___ SELECTED EXCERPT

The XX Factor

Why Aren’t More Young Women Choosing Set-It-and-Forget-It IUDs?

Skyla—a smaller, lower-dose IUD—is specifically marketed to younger women who haven’t had children.

Amino

Over the past several years, the conventional wisdom on contraception has shifted in favor of the intrauterine device. Doctors and patients, no longer deterred by memories of the flawed and dangerous Dalkon Shield, are embracing devices that are 22 times less likely to fail than oral contraceptives and also happen to be the greenest form of birth control on the market. State legislatures are even beginning to consider IUDs as public health investments: Colorado’s free and low-cost long-acting contraception (LARC) program cut the state’s teen pregnancy rate nearly in half, saving taxpayers boatloads of money. Now Delaware is giving away free ones, too.

But IUDs and their less-common LARC-mates, hormonal skin implants, still represent a small proportion of U.S. birth control use. From 2009 to 2012, the Guttmacher Institute found, the proportion of women on birth control who chose LARCs rose more than 3 percentage points, which brought it to just 11.6 percent. And according to a new report from doctor-database site Amino, IUDs are most popular among women in their 30s, even though the American Academy of Pediatrics has recommended IUDs over the pill and over any other form of contraception for teen girls.

Using data from the private insurance claims of 620,000 women who visited doctors for birth control in 2014 and 2015, Amino found that younger women prefer birth control pills, patches, skin implants, and shots to IUDs. The median ages of women using the two most common IUDs, Paragard (copper) and Mirena (hormonal), were 30 and 31, respectively.

The median ages of women using the other two LARCs on the market, the Skyla hormonal IUD and the Nexplanon skin implant, were considerably lower: 25 and 23, respectively. Skyla is specifically marketed to young women because it’s smaller and contains a lower dose of hormones than Mirena. Both Skyla and Nexplanon may be more popular among younger women because they last only for three years as opposed to Mirena’s five and Paragard’s 10. Even though a doctor can remove an IUD at any time, the concept of committing to a birth control method for five or 10 years could be intimidating to a teen or young adult who doesn’t know how she’ll feel about kids or sex in a couple of years.

______
___ GIVEN RECORDS

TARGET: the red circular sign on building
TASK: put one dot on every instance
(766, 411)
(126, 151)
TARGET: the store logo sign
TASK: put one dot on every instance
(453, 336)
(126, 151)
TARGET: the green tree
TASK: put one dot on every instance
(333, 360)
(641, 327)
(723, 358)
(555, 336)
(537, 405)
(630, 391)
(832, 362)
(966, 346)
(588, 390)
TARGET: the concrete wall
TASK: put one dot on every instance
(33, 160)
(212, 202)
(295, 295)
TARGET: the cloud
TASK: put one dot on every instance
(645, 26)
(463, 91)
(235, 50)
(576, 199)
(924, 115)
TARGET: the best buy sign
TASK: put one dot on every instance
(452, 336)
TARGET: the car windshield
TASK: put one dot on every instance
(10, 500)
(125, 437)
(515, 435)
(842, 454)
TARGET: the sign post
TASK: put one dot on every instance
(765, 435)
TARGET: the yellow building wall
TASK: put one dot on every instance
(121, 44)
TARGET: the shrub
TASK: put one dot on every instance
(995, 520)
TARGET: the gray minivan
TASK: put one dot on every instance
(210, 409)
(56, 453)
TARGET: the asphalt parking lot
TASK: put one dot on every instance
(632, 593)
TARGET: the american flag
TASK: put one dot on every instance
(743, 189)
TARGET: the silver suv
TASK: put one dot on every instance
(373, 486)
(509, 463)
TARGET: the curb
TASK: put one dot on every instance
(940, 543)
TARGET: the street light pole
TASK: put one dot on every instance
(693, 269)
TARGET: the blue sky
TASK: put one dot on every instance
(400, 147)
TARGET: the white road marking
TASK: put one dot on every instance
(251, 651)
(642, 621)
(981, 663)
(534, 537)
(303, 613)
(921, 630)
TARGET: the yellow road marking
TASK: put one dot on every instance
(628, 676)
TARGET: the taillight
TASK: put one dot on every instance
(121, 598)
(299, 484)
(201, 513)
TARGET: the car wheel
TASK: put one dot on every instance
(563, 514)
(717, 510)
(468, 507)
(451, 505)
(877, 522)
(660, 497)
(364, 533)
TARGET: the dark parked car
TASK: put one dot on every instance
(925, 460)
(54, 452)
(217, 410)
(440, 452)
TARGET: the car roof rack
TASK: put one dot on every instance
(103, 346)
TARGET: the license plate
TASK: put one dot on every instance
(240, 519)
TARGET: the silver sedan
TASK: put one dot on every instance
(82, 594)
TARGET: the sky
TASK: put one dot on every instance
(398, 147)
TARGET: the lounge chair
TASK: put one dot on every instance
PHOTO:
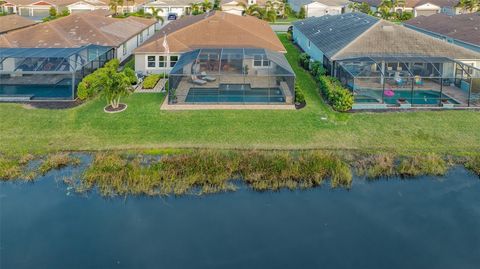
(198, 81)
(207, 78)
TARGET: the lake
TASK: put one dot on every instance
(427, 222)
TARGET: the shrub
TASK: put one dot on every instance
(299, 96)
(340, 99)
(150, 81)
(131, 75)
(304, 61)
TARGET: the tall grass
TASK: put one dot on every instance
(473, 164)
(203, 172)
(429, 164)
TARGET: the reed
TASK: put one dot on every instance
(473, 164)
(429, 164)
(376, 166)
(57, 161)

______

**PROBLEMS AND TASKS**
a – From the article on young women and IUDs, list each long-acting contraceptive for which a median user age is given, along with that age.
b – Quote the article on young women and IUDs word for word, from "The XX Factor" through "free ones, too.", inclusive.
c – Extend the article on young women and IUDs, beginning right after its final sentence.

**RESPONSES IN ORDER**
a –
Paragard (copper IUD): 30
Mirena (hormonal IUD): 31
Skyla (hormonal IUD): 25
Nexplanon (skin implant): 23

b –
The XX Factor

Why Aren’t More Young Women Choosing Set-It-and-Forget-It IUDs?

Skyla—a smaller, lower-dose IUD—is specifically marketed to younger women who haven’t had children.

Amino

Over the past several years, the conventional wisdom on contraception has shifted in favor of the intrauterine device. Doctors and patients, no longer deterred by memories of the flawed and dangerous Dalkon Shield, are embracing devices that are 22 times less likely to fail than oral contraceptives and also happen to be the greenest form of birth control on the market. State legislatures are even beginning to consider IUDs as public health investments: Colorado’s free and low-cost long-acting contraception (LARC) program cut the state’s teen pregnancy rate nearly in half, saving taxpayers boatloads of money. Now Delaware is giving away free ones, too.

c –
Amino

But the number of women who choose Skyla as their birth control method is a tiny fraction of the number who use Mirena or Paragard, and those are still tiny fractions of the number of women who use birth control. So why aren’t more young women choosing IUDs? Some are scared of insertion pain, which varies widely from patient to patient, making it hard for doctors to give potential IUD recipients peace of mind.

There has also been a traditional view among health care providers that IUDs are only appropriate for women who’ve had children. That perception has been debunked, but it’s hard to shake, in part because Mirena is technically only Food and Drug Administration–approved for women who’ve had children, though plenty of doctors prescribe it for those who haven’t. One OB-GYN professor told me that she suspected Mirena was only initially tested on women who’d given birth because researchers wanted to play it safe with a population of women who met a certain threshold of reproductive health and whose uteruses were definitely big enough to fit an IUD.

Perhaps because of this perception, IUDs are relatively popular with women who’ve given birth, according to Amino’s report. In 2014 and 2015, 1 in 5 women who received an IUD did so right after having a baby, usually on the same day as the birth or during a postpartum visit six-or-so weeks after delivery. Another population that loves LARCs: women’s health care providers. A 2015 study found that a full 42 percent of family planning doctors on birth control choose IUDs and implants, more than three times the proportion of women in general. “The pill” has become shorthand for birth control in pop culture and most social circles—if doctors want to encourage their patients to use the most effective form of contraception, they might need to make “the LARC” happen.